PROBLEMS =>
**A.** List every number that appears in the letter about the coyote hunt, including its date line.
**B.** According to the letter about the coyote hunt, why does the writer doubt that the dead coyotes went to the food pantry for the disadvantaged?

ARCHIVE

  • Last modified 2203 days ago (April 5, 2018)

MORE

TO THE EDITOR

Of boys and coyotes

To the editor,

I would like to apologize for any offense taken by my using the term “boys club” in comments on the recent coyote hunt.

I realize that women hunt, too, and did not mean to indicate any gender bias by use of the term. I think I was reacting to the revulsion I felt when viewing a photo of a pickup load of beautiful, dog-like animals bloodied and dead.

I am curious as to what the disposition of the 25 dead coyotes was after the hunt. When my family moved to Marion County in 1961, it was common to see dead coyotes hanging by their rear legs on fence posts at the corners of pastures.

They were fully intact except for the ears, which were removed and taken to the courthouse in town as proof to claim the bounty.

This practice was abandoned long ago so I doubt if the coyotes from the recent hunt are hanging on any posts.

Since there is a cultural bias against eating the flesh of dog-like animals in this country, I doubt if the coyote corpses were donated to the food pantry for the disadvantaged.

GIVEN MATERIAL =>
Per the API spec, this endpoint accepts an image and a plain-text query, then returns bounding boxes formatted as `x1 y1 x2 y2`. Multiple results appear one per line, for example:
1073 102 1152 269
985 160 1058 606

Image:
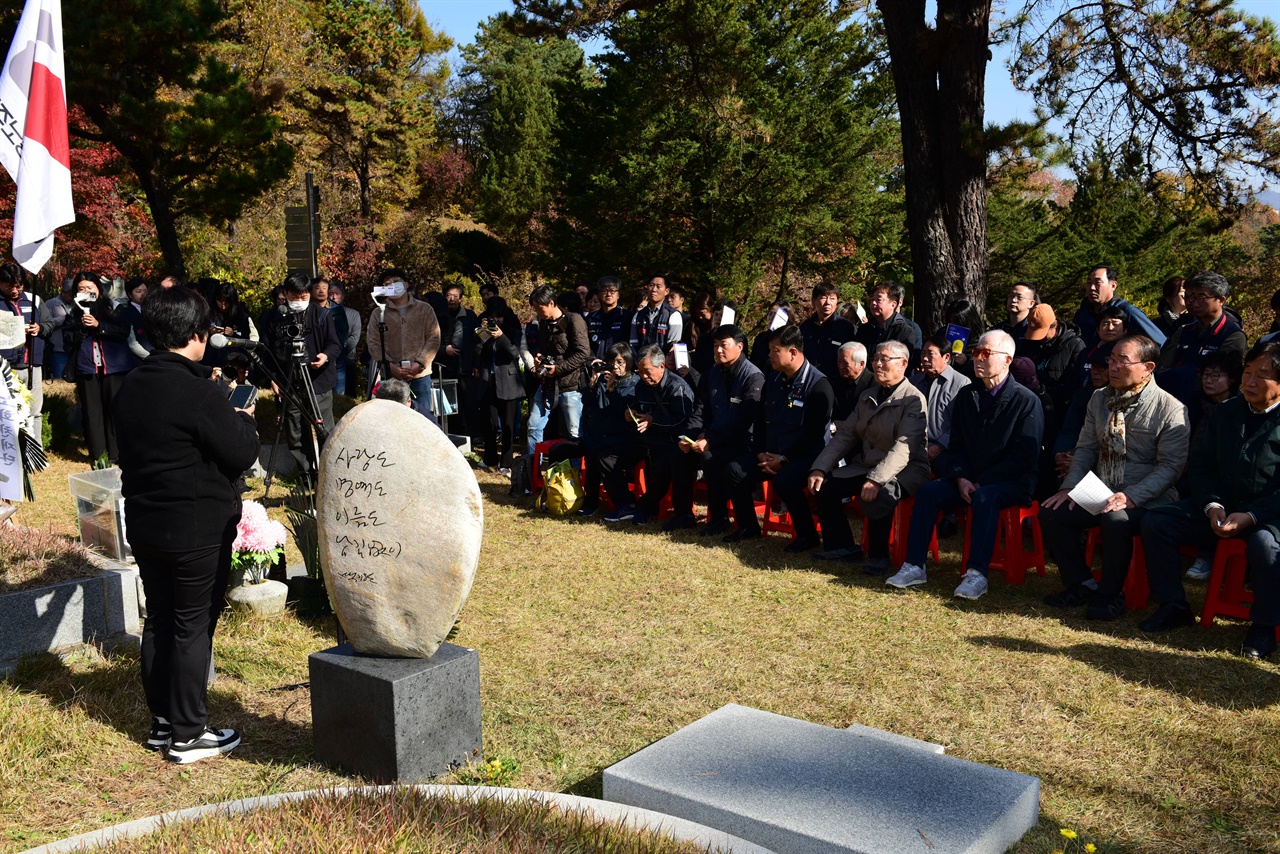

EXPECTED RESPONSES =>
**A.** 2203, 5, 2018, 25, 1961

**B.** The writer doubts it because this country has a cultural bias against eating the flesh of dog-like animals.